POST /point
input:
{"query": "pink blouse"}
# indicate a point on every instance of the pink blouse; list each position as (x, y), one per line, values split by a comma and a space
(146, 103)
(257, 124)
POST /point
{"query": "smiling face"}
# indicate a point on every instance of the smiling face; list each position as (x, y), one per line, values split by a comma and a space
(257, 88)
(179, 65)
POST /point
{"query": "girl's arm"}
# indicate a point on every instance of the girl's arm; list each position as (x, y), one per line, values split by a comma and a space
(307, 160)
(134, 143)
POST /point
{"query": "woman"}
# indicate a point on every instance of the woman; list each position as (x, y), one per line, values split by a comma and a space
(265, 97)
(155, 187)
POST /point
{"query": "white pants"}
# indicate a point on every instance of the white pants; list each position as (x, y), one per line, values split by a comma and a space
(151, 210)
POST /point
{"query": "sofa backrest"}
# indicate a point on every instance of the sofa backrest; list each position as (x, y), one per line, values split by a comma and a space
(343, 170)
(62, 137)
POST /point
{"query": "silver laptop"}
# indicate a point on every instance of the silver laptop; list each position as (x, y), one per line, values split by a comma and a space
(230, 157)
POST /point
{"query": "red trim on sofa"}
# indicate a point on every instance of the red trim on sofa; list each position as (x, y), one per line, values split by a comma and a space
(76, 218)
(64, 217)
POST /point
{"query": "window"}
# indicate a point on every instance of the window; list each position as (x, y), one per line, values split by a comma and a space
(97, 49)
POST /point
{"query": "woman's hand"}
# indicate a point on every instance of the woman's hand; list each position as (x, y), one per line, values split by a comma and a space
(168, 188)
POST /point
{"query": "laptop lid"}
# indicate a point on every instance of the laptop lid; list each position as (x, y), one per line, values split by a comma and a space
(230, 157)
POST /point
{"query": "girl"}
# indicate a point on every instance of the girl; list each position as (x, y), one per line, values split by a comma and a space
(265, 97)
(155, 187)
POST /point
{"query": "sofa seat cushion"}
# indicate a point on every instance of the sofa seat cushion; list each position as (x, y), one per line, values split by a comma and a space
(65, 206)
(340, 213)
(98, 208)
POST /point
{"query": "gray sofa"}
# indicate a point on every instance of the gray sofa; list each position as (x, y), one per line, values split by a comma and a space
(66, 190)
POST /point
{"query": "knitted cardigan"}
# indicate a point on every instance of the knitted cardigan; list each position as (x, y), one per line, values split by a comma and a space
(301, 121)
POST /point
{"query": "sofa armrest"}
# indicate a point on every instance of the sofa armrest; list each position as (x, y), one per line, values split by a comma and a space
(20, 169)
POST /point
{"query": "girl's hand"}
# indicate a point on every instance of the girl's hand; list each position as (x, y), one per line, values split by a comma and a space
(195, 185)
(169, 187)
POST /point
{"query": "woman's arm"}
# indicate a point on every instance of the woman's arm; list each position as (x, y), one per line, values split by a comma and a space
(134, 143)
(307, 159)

......

#### WORK TO BE COMPLETED
Gather each line of the records above that contains the string "smiling".

#### THE RESULT
{"query": "smiling face"}
# indicate a point on every instance of the smiling face; list each position as (x, y), one per line, values split by a comma and a space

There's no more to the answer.